▶ [JOB 1]
Count the lines of the rows that contain the string "spray", with case counting. Reply with the number only.

# Wtf???



## chasemandingo (May 11, 2013)

So my first skeeter pee is clearing in my closet. I added the Sparkolloid on Thursday and now on Saturday morning it looks fairly clear. Before I had even stabilized my pee I started a dragons blood. This was on Tuesday. I pitched the Yeast on Wednesday and squeezed the bag and vigorously stirred on Thursday. Last night rolled around and I ended up drinking a bottle of red raspberry and not doing my stir. I had planned on taking my first s.g. reading then but didn't ( I blame the wine! lol). Anyway I stir it up this morning and take my s.g. and it is reading .990! I started at 1.09! That is a complete fermentation to dry in 63 hrs! Is this unheard of? Should I stop worrying and just bask in my own glory?
Thanks for any thoughts or advice.

Chase


----------



## jamesngalveston (May 11, 2013)

I just started 5 gallons of dragon blood, if it does the same thing and taste good, I am going to buy a biggest plastic container and biggest barrel i can buy.lol


----------



## chasemandingo (May 11, 2013)

I am not even using the recommended yeast. I am using Red Star Montrachet. Perhaps that has something to do with it? I also make a strong starter over the coarse of a day and add that to the must. Anyway, I transferred the DB into a secondary and stabilized. I am going to wait a few days then rack off the lees add my Sparkolloid and wait. Does anybody have any recommendations as to a good s.g. to back sweeten to? For both skeeter pee and DB? Also what range would you categorize dry, semi-sweet and sweet? Thanks for all the knowledge and experience that everyone seems so willing to share!


----------



## wineforfun (May 14, 2013)

Mine usually runs dry in about 5-7 days, so I would say you are good to go.
As far as backsweetening, I usually go with the 5c per 6 gal. recommendation. I haven't taken a SG reading in the end, so not sure exactly what it is, but between 5-6c is to our liking.
I have read alot of people like to backsweeten to around 1.010.


----------



## dangerdave (May 15, 2013)

That is remarkably quick, Chase. You may be setting a new DB record! 

Like DJ said. I run mine up to about 1.010 after backsweetening. Perfect!


----------



## chasemandingo (May 15, 2013)

Thank you very much for the compliment Danger. I am a complete beginner and sometimes have a hard time believing that it can be this easy lol. Although when I move on to more complicated wines and recipes -- as well as begin taking TA and Ph readings -- im sure ill run into headaches. My SP is very clear and will be racked and sweetened soon. Checked on my DB last night and it is dropping sediment but is not clear yet. But I just added the sparkolloid on Monday. It is funny that you are down in Chillicothe as I am from Lancaster. Good job on keeping Ohio on the map! Cheers!


----------



## Tess (May 15, 2013)

Taste it after 4 cups of sugar. I back sweetened with 5 cups and its just a little to sweet for me. Then you can decide if you need that last cup


----------



## dangerdave (May 15, 2013)

chasemandingo said:


> It is funny that you are down in Chillicothe as I am from Lancaster. Good job on keeping Ohio on the map! Cheers!


 
Keep at the winemaking, and perhaps in the coming years we can swap some wine. That would be great!

You could even become a full fledged member of SOWMUG! It's the Southern Ohio Winemakers Unofficial Group. We currently have two (maybe three) members. Me and my lovely wife (plus one possible other from near Piketon---unofficially). Since home winemakers in southern Ohio are exceedingly rare, having you nearby is awesome!

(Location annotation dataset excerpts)
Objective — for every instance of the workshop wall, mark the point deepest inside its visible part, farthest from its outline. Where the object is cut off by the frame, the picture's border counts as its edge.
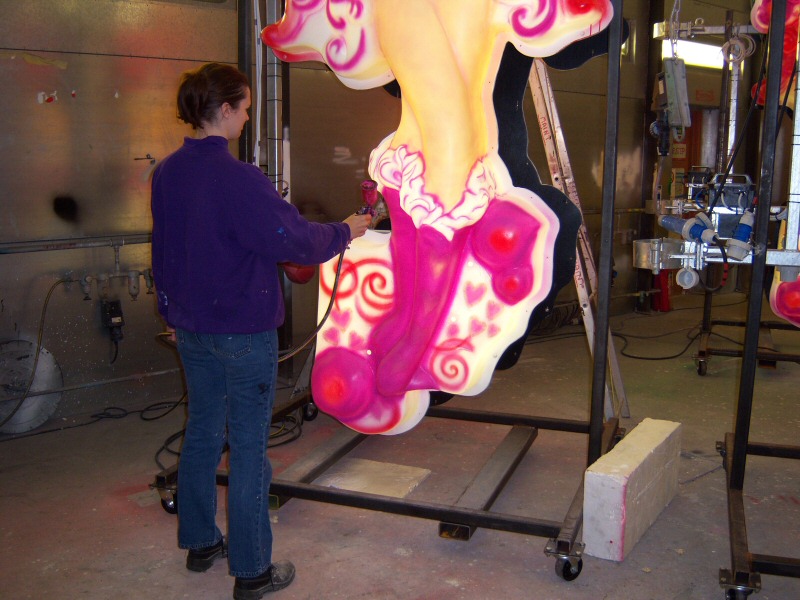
(88, 107)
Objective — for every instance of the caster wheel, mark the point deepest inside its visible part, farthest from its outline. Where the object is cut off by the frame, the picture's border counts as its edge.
(569, 568)
(737, 594)
(702, 367)
(310, 412)
(170, 505)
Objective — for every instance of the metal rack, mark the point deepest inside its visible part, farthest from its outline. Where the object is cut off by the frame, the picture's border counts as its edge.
(472, 510)
(743, 578)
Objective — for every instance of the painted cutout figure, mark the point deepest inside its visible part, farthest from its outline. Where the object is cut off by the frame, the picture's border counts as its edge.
(435, 304)
(784, 296)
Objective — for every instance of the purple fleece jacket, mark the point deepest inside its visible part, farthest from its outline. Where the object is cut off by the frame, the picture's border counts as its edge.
(219, 231)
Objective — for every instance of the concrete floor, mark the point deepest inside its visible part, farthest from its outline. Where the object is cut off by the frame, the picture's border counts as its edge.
(79, 520)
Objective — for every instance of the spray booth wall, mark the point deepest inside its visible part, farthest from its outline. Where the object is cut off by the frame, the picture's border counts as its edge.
(89, 95)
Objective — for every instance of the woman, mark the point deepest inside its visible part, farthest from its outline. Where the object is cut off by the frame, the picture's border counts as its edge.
(219, 231)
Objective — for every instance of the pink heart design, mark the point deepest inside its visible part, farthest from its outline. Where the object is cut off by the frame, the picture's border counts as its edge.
(493, 309)
(356, 341)
(331, 335)
(475, 293)
(341, 318)
(476, 326)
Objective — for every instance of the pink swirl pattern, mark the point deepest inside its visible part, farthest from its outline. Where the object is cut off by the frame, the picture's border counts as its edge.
(433, 305)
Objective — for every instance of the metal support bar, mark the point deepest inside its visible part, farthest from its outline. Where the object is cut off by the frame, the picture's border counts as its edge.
(616, 402)
(416, 508)
(769, 134)
(481, 416)
(317, 462)
(604, 272)
(487, 485)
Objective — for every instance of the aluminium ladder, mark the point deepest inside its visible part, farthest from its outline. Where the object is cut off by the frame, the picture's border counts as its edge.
(616, 403)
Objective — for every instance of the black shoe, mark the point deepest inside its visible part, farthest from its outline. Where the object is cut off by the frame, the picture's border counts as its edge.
(276, 577)
(201, 559)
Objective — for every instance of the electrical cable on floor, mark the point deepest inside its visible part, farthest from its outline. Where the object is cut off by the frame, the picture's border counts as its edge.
(624, 339)
(111, 412)
(39, 335)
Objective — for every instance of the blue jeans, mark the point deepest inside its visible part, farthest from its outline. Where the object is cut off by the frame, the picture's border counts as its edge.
(230, 380)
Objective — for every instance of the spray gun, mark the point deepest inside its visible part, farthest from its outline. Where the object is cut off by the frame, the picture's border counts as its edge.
(698, 228)
(739, 245)
(369, 194)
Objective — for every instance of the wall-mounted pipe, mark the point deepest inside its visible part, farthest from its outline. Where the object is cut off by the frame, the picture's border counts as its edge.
(74, 243)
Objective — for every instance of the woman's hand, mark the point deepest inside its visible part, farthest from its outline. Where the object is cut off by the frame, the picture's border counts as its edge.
(358, 224)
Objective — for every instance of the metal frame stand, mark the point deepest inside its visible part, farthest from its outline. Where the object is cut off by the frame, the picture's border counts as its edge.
(459, 521)
(743, 578)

▶ [JOB 2]
List every distinct username that posts in the winemaking forum thread.

▶ [WRITTEN REPLY 1]
2

▶ [WRITTEN REPLY 2]
chasemandingo, jamesngalveston, wineforfun, dangerdave, Tess